------ EXTRAIT CHOISI ------

Dimanche dernier, Cowan-Dickie a disputé son premier match de compétition depuis sa frayeur avec Sale, à Bath. Sans appréhension ni problème.
« Parfois, j’en fais trop »
S’il n’a finalement pas pu rejouer pour l’Angleterre, demandez-lui d’analyser son rôle en tant que troisième talonneur, derrière Jamie George et le jeune Theo Dan, et vous aurez un aperçu de l’une des personnalités les plus singulières du rugby professionnel.
« Quand vous êtes remplaçant du remplaçant, c’est à vous d’apporter de l’énergie. Parfois, j’en fais trop. Je suis un gars plein d’énergie et cela arrive parfois. C’est comme ça que je suis », a-t-il déclaré.
Energique, voilà un adjectif qui colle à Luke Cowan-Dickie.
Alex Sanderson, son manager à Sale, est heureux de le compter dans son équipe – et il ne serait pas surprenant qu’une prolongation de contrat soit convenue sous peu – mais il concède un peu d’exaspération à devoir gérer les excès de son talonneur hyperactif.

------ DONNÉES FOURNIES ------

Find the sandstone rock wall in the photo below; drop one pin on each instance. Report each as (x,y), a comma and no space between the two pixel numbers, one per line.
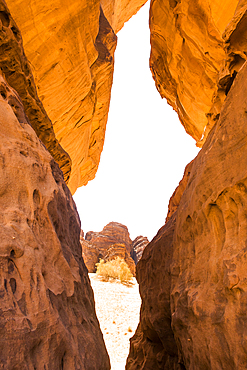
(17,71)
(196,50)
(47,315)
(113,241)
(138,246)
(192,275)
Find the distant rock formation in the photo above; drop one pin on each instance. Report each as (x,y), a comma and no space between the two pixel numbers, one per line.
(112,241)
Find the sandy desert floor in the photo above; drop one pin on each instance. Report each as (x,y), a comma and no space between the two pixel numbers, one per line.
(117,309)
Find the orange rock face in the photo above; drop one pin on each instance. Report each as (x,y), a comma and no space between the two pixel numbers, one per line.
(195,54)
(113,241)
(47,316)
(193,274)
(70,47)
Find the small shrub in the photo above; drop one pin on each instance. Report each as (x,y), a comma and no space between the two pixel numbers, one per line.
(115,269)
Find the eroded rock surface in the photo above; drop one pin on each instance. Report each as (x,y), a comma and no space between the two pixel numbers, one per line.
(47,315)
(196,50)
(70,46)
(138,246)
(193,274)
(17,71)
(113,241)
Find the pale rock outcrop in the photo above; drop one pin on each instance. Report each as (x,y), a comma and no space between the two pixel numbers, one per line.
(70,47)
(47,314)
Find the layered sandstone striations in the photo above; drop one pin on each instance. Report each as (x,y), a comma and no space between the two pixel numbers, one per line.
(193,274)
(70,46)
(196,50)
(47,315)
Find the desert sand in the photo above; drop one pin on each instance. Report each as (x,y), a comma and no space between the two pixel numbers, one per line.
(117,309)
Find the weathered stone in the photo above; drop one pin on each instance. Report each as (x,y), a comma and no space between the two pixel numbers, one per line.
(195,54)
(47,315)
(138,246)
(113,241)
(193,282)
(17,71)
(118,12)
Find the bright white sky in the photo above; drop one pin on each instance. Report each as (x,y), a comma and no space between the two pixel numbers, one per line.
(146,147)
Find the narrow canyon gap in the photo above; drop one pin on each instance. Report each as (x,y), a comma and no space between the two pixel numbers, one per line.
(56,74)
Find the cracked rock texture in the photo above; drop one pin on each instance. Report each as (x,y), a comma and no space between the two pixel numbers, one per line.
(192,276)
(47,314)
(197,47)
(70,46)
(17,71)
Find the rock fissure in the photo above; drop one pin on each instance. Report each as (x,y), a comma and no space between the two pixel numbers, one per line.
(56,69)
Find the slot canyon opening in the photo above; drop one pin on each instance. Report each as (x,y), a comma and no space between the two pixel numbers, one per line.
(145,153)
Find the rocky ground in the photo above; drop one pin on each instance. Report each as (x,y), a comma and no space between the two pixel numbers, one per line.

------

CONSIGNES |
a) Recopiez, dans l'extrait sur Luke Cowan-Dickie, le passage qui s'ouvre sur les mots contenant « Dimanche dernier, Cowan-Dickie » et s'achève sur « du rugby professionnel. ».
b) Poursuivez l'extrait sur Luke Cowan-Dickie à partir de sa dernière phrase.

RÉPONSES ATTENDUES |
a)
Dimanche dernier, Cowan-Dickie a disputé son premier match de compétition depuis sa frayeur avec Sale, à Bath. Sans appréhension ni problème.
« Parfois, j’en fais trop »
S’il n’a finalement pas pu rejouer pour l’Angleterre, demandez-lui d’analyser son rôle en tant que troisième talonneur, derrière Jamie George et le jeune Theo Dan, et vous aurez un aperçu de l’une des personnalités les plus singulières du rugby professionnel.

b)
« Il ne peut pas rester assis », a déclaré Sanderson. « Il faut le faire participer aux réunions, sinon il peut s’égarer. Mon frère a été diagnostiqué comme souffrant de TDAH (troubles du déficit et de l’attention avec hyperactivité) et je vois des traits similaires. Je ne sais pas si c’est le cas de Luke, mais il est évident qu’il est différent – c’est le cas des meilleurs joueurs. C’est le cas de Tom Curry et de George Ford. Mais alors que George n’a pas de comportements antisociaux, Luke en a. Il a cette propension, à cause de l’homme qu’il est, à dérailler complètement, puis à se ressaisir ».
L’histoire selon laquelle Cowan-Dickie aurait fini en cellule de dégrisement à Montpellier alors qu’il passait sa visite médicale avec le MHR a été exagérée, affirme-t-il. Aujourd’hui, sortir à Manchester signifie prendre un petit-déjeuner tranquille à Altrincham, insiste-t-il. Mais il admet qu’il peut être difficile à gérer.
Cowan-Dickie aimerait-il se diriger lui-même ? « Question difficile. Je pense que oui », admet-il en souriant.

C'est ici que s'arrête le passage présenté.